• SET EXERCISE 1:
Reproduce, word for word, the part of the random forest tracking paper that opens with the words containing "Abstract: Augmented reality" and closes with "in such approach.".
• SET EXERCISE 2:
Write the next part of the paper on random forest classifiers for markerless tracking, picking up right after its last words.

• ARTICLE:
_ _ _ _
RANDOM FOREST CLASSIFIERS FOR REAL-TIME OPTICAL
MARKERLESS TRACKING
Iñigo Barandiaran, Charlotte Cottez, Céline Paloc
VICOMTech, Mikeletegui Pasealekua 57, San Sebastian, Spain
Manuel Graña
University of Basque Country Computer Science School, Pº. Manuel de Lardizabal, 1 20009, San Sebastián, Spain
Keywords: Augmented Reality, Optical Tracking, Tracking by detection.
Abstract: Augmented reality (AR) is a very promising technology that can be applied in many areas such as
healthcare, broadcasting or manufacturing industries. One of the bottlenecks of such application is a robust
real-time optical markerless tracking strategy. In this paper we focus on the development of tracking by
detection for plane homography estimation. Feature or keypoint matching is a critical task in such approach.
We propose to apply machine learning techniques to solve this problem. We present an evaluation of an
optical tracking implementation based on Random Forest classifier. The implementation has been
successfully applied to indoor and outdoor augmented reality design review application.
1 INTRODUCTION
The main goal of the Augmented Reality (AR)
_ _ _ _
• DATA LINES:
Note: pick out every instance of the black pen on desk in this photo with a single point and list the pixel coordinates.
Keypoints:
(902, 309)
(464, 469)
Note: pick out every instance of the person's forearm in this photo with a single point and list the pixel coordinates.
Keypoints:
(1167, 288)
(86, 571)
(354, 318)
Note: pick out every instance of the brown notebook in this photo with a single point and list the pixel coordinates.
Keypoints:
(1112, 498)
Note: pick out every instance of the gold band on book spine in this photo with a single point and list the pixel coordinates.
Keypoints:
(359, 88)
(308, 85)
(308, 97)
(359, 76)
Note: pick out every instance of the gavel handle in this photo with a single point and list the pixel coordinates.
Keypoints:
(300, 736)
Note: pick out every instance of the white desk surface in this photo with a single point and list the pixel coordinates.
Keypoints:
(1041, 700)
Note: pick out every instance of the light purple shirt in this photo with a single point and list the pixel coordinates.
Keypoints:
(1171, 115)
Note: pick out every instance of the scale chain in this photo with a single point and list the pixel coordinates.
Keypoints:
_ _ _ _
• RESULT 1:
Abstract: Augmented reality (AR) is a very promising technology that can be applied in many areas such as
healthcare, broadcasting or manufacturing industries. One of the bottlenecks of such application is a robust
real-time optical markerless tracking strategy. In this paper we focus on the development of tracking by
detection for plane homography estimation. Feature or keypoint matching is a critical task in such approach.

• RESULT 2:
technology is to add computer-generated
information (2D/3D) to a real video sequence in
such a manner that the real and virtual objects
appear coexisting in the same world. In order to get
a good illusion, the registration problem must be
addressed. The real and virtual objects must be
properly aligned with respect to each other. In this
way, the position-orientation (pose) of the camera
respect to a reference frame must be accurately
estimated or updated over time. In this work, we
address the registration problem for interactive AR
applications, working on a fully mobile wearable
AR system based on a vision-based (optical) tracker.
Our approach to solve the registration problem
is based on the tracking of plane surfaces. Either in
an indoor or outdoor scenario, planes are common
structures. The ground, the building facades or walls
can be seen as planes. These 3D world planes and its
projection in the image are related by a homography.
Recovering this transformation it is possible to
estimate the position and orientation (pose) of the
camera.
Keypoint matching is the most important
feature of the markerless module. As described in
(Lepetit, 2006), we propose to treat wide line base-
line matching of features points as a classification
problem. We have implemented the Random Forest
classifiers and carried out an evaluation in the
context of optical markerless tracking for
Augmented Reality applications.
The article is structured as follows. Section 2
gives an overview of current optical tracking
techniques and methods in augmented reality
applications. Section 3 describes the approach to
keypoint matching based on Random Tree
classifiers. Section 4 presents a study of the
behaviour of the classifiers. In Section 5, a practical
augmented reality application using our
implementation is described. Section 6 summarizes
some conclusions and future work.
2 RELATED WORK
Though the real-time registration problem using
computer vision techniques has received a lot of
attention during last years is still far from being
solved. Ideally, an AR application should work
without the need to adapt neither the object nor the
environment to be tracked, by placing special
landmarks or references. This issue is known as
markerless tracking.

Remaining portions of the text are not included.